## Given instruction A
In the bug report on the default fragment shader, why does Alberto Aguirre propose two separate shaders instead of a branch? Answer in one to three sentences.
## Given instruction B
Copy word for word the passage of the bug report on the default fragment shader starting at "If alpha is" and ending at "nobody → Mirco Müller (macslow)".

━━ Reading text ━━

Mir

GLRenderer: The default fragment shader is sub-optimal for alpha=1.0

Bug #1350674 reported by Daniel van Vugt
8
This bug affects 1 person
Affects Status Importance Assigned to Milestone
Mir
Fix Released
Medium
Daniel van Vugt
mir (Ubuntu)
Fix Released
Undecided
Unassigned

Bug Description

GLRenderer: The default fragment shader is sub-optimal for alpha=1.0. It needlessly multiplies all four colour components on every fragment...

const GLchar* fragment_shader_src =
{
    "precision mediump float;\n"
    "uniform sampler2D tex;\n"
    "uniform float alpha;\n"
    "varying vec2 v_texcoord;\n"
    "void main() {\n"
    " vec4 frag = texture2D(tex, v_texcoord);\n"
    " gl_FragColor = alpha*frag;\n"
    "}\n"
};

If alpha is 1.0 (as it usually is) then we should take a more efficient shader than that.

Tags: performance

Related branches

kevin gunn (kgunn72)
Changed in mir:
importance: Undecided → High
Mirco Müller (macslow)
Changed in mir:
assignee: nobody → Mirco Müller (macslow)
Mirco Müller (macslow)
Changed in mir:
status: New → In Progress
Revision history for this message
Alberto Aguirre (albaguirre) wrote :

@Mirco

I don't think replacing a multiply with a branch will be faster. It most likely will be slower specially in embedded devices.

Instead I would create two separate shaders, one that does not do alpha multiplies and the default one and activate the respective shader by testing renderable.alpha() == 1.0

Changed in mir:
milestone: none → 0.8.0
Revision history for this message
Alexandros Frantzis (afrantzis) wrote :

Thanks Mirco!

> I don't think replacing a multiply with a branch will be faster. It most likely will be slower specially in embedded devices.

━━━
━━ Entries provided ━━

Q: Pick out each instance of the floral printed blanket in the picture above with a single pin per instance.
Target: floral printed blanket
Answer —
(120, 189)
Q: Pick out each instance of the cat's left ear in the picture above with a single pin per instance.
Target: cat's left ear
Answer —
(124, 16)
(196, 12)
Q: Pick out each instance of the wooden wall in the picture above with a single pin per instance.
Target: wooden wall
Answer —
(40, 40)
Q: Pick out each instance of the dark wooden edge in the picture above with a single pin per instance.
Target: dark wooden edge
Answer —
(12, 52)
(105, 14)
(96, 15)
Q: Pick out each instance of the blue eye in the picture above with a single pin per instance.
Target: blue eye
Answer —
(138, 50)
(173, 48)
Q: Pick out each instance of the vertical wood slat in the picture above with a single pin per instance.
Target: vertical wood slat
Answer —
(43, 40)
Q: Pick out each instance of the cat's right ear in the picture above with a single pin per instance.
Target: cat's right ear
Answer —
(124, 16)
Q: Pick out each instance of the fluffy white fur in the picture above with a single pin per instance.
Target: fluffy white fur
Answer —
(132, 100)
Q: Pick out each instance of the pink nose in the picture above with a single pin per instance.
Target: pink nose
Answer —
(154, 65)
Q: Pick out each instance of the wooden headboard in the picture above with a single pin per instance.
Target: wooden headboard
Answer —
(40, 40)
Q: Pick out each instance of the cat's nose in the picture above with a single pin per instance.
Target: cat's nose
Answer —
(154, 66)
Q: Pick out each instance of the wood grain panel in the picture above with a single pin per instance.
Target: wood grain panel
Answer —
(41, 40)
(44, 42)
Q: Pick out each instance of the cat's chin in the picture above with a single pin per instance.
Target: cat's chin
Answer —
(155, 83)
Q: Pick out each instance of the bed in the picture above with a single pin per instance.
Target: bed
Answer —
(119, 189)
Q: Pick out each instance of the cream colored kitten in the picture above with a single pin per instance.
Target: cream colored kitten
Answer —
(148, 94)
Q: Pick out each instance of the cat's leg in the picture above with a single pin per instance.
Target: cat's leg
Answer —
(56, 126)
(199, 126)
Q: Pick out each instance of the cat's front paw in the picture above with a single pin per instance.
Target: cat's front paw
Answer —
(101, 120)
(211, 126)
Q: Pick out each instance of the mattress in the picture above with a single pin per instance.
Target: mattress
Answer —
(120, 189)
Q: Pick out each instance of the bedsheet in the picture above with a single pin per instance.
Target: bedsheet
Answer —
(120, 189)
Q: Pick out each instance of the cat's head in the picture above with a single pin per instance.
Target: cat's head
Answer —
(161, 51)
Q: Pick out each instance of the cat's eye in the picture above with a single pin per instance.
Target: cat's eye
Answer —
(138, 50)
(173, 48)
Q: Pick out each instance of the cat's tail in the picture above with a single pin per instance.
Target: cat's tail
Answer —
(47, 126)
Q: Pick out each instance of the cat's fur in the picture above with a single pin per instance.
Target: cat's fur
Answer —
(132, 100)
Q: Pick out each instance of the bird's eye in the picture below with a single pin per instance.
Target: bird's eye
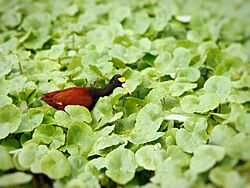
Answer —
(122, 79)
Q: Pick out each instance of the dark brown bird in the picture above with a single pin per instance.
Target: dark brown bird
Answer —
(83, 96)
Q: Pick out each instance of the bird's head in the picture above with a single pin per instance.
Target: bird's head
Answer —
(119, 81)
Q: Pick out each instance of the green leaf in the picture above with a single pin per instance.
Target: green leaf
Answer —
(221, 134)
(162, 63)
(36, 165)
(15, 178)
(108, 141)
(188, 74)
(27, 155)
(239, 146)
(30, 120)
(205, 156)
(72, 113)
(181, 58)
(56, 51)
(121, 165)
(242, 123)
(8, 123)
(149, 156)
(226, 177)
(202, 104)
(207, 102)
(80, 138)
(6, 162)
(49, 134)
(5, 100)
(239, 96)
(148, 122)
(5, 66)
(177, 89)
(139, 23)
(219, 85)
(127, 55)
(180, 157)
(189, 103)
(193, 135)
(55, 165)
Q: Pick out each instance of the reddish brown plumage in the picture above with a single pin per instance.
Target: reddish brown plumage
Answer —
(82, 96)
(71, 96)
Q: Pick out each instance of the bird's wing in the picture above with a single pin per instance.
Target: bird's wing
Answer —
(70, 96)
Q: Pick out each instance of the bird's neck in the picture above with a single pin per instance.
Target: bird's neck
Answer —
(101, 92)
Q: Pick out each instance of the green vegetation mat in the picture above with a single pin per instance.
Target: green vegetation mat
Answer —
(186, 124)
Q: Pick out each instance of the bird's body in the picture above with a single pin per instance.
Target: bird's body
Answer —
(83, 96)
(71, 96)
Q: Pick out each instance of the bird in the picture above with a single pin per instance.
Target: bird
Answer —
(83, 96)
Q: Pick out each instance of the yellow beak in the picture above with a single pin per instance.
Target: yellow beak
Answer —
(126, 89)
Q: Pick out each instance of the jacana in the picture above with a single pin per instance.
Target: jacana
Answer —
(83, 96)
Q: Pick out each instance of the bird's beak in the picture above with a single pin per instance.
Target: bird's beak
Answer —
(126, 89)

━━━

## Final result A
He doubts that replacing a multiply with a branch would be faster and expects it would most likely be slower, especially on embedded devices. He therefore proposes one shader that does no alpha multiplies alongside the default one. The right shader would be activated by testing renderable.alpha() == 1.0.

## Final result B
If alpha is 1.0 (as it usually is) then we should take a more efficient shader than that.

Tags: performance

Related branches

kevin gunn (kgunn72)
Changed in mir:
importance: Undecided → High
Mirco Müller (macslow)
Changed in mir:
assignee: nobody → Mirco Müller (macslow)